The station's southern platform (used by eastbound trains), on Yamhill Street, was located directly adjacent to the longtime printing plant of the city's major newspaper, The Oregonian, until the plant's closure in 2015 and demolition in 2018. As a reflection of this, TriMet chose "communication" as the theme for the public art at this station – known as Civic Stadium station at the time of its opening, in 1997 – "celebrating the importance of communication to the vitality of our city".

The Yamhill platform features unique seating shaped like punctuation marks. The nearby westbound platform features small bronze pedestals in the shapes of a "stump, capital and soapbox, suggest[ing] podiums for impromptu oratories". A utility building is adorned with stainless-steel panels etched with poems by writer Robert Sullivan on the history of the region and "great moments in Oregon free-speech history", Oregonian architecture critic Randy Gragg wrote in a 1998 review.

Items from a data source:

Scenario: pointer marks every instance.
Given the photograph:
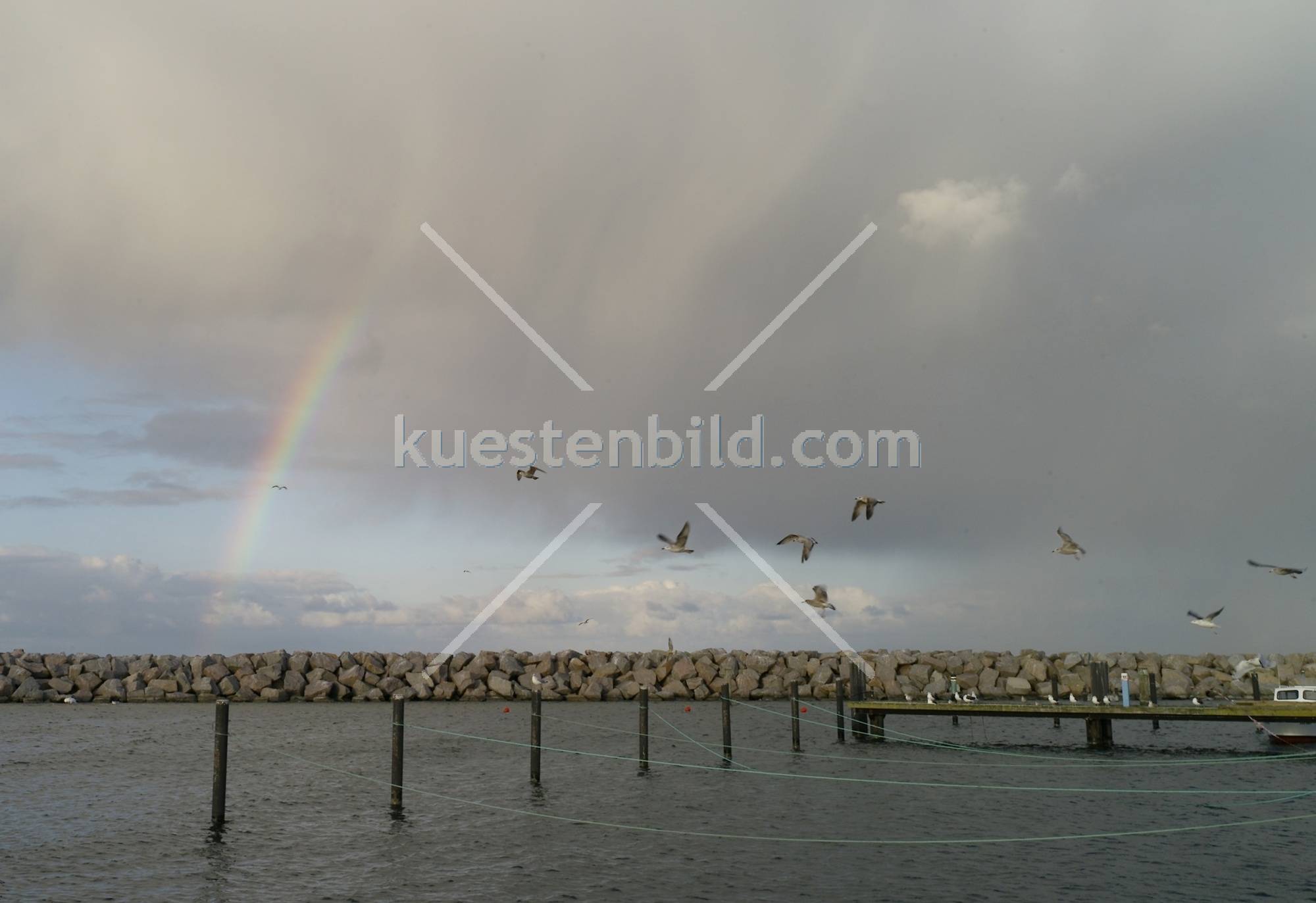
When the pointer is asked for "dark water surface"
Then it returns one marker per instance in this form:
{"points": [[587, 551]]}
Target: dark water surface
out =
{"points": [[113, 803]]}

==

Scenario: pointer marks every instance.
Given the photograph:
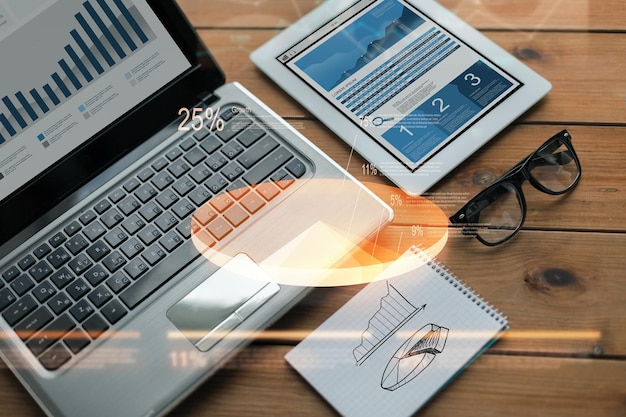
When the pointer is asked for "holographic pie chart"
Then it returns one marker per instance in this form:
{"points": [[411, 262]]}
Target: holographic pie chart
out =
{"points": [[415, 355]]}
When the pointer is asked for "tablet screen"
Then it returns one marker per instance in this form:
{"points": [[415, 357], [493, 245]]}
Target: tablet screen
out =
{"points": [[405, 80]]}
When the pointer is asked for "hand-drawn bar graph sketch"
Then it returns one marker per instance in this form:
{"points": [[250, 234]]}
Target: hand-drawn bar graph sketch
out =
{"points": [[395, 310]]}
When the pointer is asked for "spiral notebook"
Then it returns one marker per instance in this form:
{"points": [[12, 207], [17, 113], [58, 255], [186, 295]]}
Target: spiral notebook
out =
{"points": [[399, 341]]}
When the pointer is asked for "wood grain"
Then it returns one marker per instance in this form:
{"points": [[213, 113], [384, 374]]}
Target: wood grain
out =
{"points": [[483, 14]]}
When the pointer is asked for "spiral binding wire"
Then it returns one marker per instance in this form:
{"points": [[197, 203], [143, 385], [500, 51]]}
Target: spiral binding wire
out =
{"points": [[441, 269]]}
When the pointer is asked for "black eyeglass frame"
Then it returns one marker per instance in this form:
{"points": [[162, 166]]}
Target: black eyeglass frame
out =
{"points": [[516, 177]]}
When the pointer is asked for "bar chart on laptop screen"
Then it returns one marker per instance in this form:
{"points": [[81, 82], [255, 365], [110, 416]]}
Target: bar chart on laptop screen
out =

==

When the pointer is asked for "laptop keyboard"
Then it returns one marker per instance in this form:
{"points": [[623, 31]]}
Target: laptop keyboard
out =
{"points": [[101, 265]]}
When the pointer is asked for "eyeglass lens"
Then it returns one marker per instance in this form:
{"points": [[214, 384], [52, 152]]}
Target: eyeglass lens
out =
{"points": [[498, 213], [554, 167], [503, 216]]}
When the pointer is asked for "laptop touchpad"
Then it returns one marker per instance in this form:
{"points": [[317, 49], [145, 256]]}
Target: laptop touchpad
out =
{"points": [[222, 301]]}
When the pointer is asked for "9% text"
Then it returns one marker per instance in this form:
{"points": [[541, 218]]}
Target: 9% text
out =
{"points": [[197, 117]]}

#### [Tasks to perform]
(a) In the passage on the station's public art, what theme did TriMet choose for the artwork at this station?
(b) Render this sentence from the passage on the station's public art in Spanish: "The Yamhill platform features unique seating shaped like punctuation marks."
(c) Write what comes next in the passage on the station's public art, starting after its final sentence.
These entries were drawn from a separate source.

#### [Answers to this exercise]
(a) Communication.

(b) El andén de Yamhill cuenta con asientos únicos con forma de signos de puntuación.

(c)
==Bus line connections==
This station is served by the following bus lines:
- 15-Belmont/NW 23rd
- 18-Hillside
- 24-Fremont/NW 18th
- 26-Thurman/NW 18th
- 51-Vista/Sunset Blvd
- 63-Washington Park

The line 20-Burnside/Stark also stops two blocks north of the station on West Burnside Street at NW 19th Avenue (westbound) and NW 18th Avenue (eastbound).